#### SUPPLIED TEXT:

This Tag Library describes the DTD Suite and the first of the DTDs developed from the Suite, the Journal Archiving and Interchange DTD. The Tag Library provides:


DTD Design Principles


Purpose: Preservation of Intellectual Content

The intent of this DTD Suite is to “preserve the intellectual content of journals independent of the form in which that content was originally delivered”. The tags defined here will be used to describe journal articles that originate with many publishers and societies but whose content will be stored in repositories, such as the NLM PubMed Central repository. Therefore, the Suite has been optimized for conversion from a variety of journal source DTDs, with the intent of providing a single format in which publishers can deliver their content to a wide range of archives. There are so many journal DTDs currently in use by publishers, repositories, content-aggregators, scientific societies, and compositors that this Suite cannot possibly incorporate all the variation to be found in such diverse models. But a wide variety of structures can be accommodated, because the content models for the elements have been made very flexible, including a wide range of elements with nearly all structures optional.

The conversion focus also means that this is a larger, more inclusive DTD than might have been necessary if the intent had been, for example, to create only a journal-authoring DTD. Many elements have been created explicitly so that information tagged by publishers would not be discarded when they converted material from another DTD to an archival interchange or repository DTD created from this Suite. Because of the broad scope of the several proposed electronic archives, this Suite contains elements and attributes that may occur only in a very few journals. Attribute values that a particular DTD would restrict to a list of options, were declared as data character values so that all options could be accepted. Care has been taken to provide several mechanisms (frequently information classing attributes) to preserve the intellectual content of a document structure when that structure is converted from another DTD or schema to this one, even if there is no exact element equivalent of the structure.

The exact replication of the look and feel of any particular journal has not been a consideration. Therefore, many purely formatting mechanisms have not been included.


Introduction to the Journal Archiving and Interchange DTD

The Journal Archiving and Interchange DTD defines a document that is a component of a journal such as an article, a book or product review, a letter to the editor, etc. Each such document may have up to four components, which must appear in the following order:

  • Front matter (required). The article front matter contains the metadata (header information) such as the article title, the journal in which it appears, the date and issue of publication for that issue of that journal, etc.

Object pointing data rows
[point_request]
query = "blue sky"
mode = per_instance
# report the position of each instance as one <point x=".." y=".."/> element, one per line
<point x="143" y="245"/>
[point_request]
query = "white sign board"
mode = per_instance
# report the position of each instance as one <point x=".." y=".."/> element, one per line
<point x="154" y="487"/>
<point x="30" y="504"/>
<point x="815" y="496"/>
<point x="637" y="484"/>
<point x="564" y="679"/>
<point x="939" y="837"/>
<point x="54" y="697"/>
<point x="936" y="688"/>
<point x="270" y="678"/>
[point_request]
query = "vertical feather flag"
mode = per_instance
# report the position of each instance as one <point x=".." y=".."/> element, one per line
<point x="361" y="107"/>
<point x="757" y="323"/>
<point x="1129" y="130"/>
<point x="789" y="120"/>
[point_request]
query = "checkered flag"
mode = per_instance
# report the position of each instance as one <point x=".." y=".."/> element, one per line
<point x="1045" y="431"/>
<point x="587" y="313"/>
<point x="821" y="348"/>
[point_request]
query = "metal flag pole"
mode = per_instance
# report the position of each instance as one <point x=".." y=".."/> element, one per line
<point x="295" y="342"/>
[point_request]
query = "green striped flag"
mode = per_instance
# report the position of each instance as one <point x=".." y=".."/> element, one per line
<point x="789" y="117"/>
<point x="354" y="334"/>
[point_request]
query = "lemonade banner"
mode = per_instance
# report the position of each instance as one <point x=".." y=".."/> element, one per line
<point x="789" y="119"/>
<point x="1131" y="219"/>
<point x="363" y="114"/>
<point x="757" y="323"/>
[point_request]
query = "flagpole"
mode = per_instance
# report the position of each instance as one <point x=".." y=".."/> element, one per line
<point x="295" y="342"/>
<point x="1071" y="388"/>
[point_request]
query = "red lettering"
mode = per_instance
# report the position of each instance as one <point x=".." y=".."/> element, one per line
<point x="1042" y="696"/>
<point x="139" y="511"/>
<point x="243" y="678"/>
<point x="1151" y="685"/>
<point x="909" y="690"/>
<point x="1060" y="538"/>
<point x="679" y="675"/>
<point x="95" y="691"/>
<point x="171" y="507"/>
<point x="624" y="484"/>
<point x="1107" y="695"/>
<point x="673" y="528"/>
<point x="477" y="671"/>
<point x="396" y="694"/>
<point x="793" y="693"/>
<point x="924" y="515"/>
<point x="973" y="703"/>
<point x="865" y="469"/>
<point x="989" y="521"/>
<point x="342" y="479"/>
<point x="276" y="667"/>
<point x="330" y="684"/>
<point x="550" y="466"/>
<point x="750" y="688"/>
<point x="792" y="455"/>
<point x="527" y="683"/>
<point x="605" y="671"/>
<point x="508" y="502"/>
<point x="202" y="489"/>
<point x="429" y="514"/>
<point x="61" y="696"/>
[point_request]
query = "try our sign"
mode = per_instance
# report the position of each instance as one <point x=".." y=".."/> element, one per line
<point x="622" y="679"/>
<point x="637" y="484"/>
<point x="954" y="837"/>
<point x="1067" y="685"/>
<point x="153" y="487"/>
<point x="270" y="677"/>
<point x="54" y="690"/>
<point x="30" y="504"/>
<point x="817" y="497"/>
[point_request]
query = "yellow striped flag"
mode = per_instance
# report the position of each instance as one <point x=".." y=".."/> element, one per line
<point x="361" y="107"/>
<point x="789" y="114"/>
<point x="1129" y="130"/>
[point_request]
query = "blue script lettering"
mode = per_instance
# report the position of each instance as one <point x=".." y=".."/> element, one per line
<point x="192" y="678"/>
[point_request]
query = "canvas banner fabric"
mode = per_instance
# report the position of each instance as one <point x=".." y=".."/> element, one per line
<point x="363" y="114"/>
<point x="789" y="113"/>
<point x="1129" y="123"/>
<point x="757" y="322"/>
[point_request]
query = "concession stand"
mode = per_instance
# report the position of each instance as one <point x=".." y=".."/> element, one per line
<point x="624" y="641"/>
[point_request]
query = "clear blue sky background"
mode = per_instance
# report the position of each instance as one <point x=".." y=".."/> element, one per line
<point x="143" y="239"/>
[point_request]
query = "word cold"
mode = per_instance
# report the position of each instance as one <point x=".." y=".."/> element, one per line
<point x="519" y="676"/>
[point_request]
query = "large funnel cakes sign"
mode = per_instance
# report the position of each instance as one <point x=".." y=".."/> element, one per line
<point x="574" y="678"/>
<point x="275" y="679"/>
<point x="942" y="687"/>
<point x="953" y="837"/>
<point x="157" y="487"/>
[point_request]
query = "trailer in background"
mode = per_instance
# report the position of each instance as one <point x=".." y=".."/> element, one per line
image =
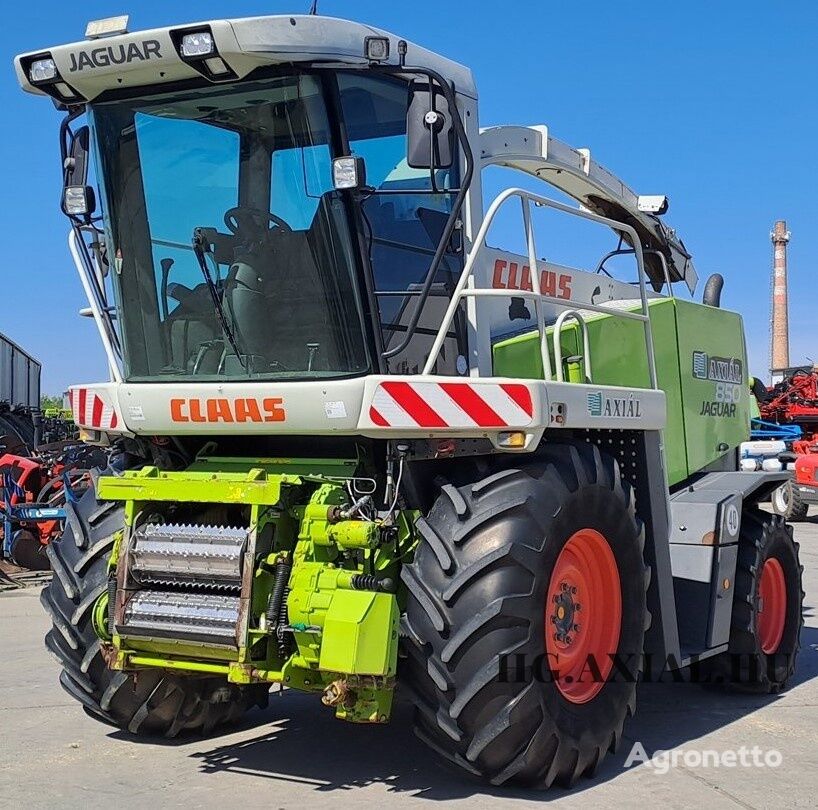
<point x="19" y="375"/>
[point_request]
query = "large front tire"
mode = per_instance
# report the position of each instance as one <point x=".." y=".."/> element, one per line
<point x="154" y="703"/>
<point x="493" y="593"/>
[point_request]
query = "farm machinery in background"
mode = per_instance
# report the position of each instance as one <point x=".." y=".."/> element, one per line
<point x="788" y="417"/>
<point x="42" y="465"/>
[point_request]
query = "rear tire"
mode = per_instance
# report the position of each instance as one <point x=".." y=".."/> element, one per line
<point x="153" y="703"/>
<point x="787" y="502"/>
<point x="767" y="607"/>
<point x="480" y="592"/>
<point x="28" y="552"/>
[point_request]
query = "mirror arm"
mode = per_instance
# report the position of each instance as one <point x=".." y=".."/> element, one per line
<point x="454" y="216"/>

#### EXERCISE TASK 1:
According to the Tag Library excerpt, why is this DTD larger and more inclusive than a journal-authoring DTD might need to be? Answer in one to three sentences.
#### EXERCISE TASK 2:
Report every line of the records that contains the string "lettering". Case counts.
The Tag Library excerpt and the records come from separate sources.

#### EXERCISE SOLUTION 1:
The Suite is focused on conversion from many different journal source DTDs, so many elements were created so that publishers' tagged information would not be discarded when material is converted to an archival or repository DTD. Because the proposed electronic archives have a broad scope, it also includes elements and attributes that may occur in only a very few journals.

#### EXERCISE SOLUTION 2:
query = "red lettering"
query = "blue script lettering"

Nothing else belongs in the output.